=== Records ===
________________

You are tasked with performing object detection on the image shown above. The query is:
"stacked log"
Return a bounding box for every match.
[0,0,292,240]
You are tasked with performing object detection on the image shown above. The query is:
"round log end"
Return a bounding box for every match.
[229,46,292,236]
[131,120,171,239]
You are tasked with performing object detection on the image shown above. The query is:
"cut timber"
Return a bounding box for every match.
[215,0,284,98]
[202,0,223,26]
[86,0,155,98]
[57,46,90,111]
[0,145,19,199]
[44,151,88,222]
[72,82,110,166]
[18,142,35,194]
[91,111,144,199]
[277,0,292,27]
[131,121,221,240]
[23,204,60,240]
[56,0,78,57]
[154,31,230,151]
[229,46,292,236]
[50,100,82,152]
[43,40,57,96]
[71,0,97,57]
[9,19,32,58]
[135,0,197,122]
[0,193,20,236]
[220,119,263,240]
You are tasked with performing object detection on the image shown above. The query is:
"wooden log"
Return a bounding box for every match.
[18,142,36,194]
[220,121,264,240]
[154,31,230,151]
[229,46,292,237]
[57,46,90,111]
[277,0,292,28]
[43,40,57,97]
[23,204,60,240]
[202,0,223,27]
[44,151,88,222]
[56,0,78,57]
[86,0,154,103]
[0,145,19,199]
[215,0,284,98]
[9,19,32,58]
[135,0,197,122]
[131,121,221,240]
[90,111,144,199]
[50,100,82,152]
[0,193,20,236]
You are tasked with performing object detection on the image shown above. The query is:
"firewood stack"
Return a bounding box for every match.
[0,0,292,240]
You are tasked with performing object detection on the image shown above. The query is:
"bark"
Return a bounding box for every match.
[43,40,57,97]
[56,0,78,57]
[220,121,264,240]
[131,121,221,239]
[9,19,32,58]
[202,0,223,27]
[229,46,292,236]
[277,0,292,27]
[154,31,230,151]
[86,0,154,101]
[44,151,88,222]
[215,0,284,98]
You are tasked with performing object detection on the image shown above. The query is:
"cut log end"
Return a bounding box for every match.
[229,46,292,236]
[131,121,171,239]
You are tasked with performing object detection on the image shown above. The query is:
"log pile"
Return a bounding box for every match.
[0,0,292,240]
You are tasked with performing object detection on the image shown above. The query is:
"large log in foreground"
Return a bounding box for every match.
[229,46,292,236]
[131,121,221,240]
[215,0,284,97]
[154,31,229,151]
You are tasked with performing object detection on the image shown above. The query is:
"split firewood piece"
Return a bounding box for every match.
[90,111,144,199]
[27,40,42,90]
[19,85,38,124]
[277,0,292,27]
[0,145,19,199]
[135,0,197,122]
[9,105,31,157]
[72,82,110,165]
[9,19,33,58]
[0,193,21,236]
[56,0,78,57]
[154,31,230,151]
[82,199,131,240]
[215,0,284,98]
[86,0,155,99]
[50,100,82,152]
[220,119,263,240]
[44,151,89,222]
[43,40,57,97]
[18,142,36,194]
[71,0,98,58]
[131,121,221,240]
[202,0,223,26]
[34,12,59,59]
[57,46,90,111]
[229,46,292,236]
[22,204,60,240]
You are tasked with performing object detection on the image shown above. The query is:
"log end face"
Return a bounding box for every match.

________________

=== The problem ===
How many lines in the data above contain the string "firewood", with case counting? Reply with the number alone.

=== Task result ===
2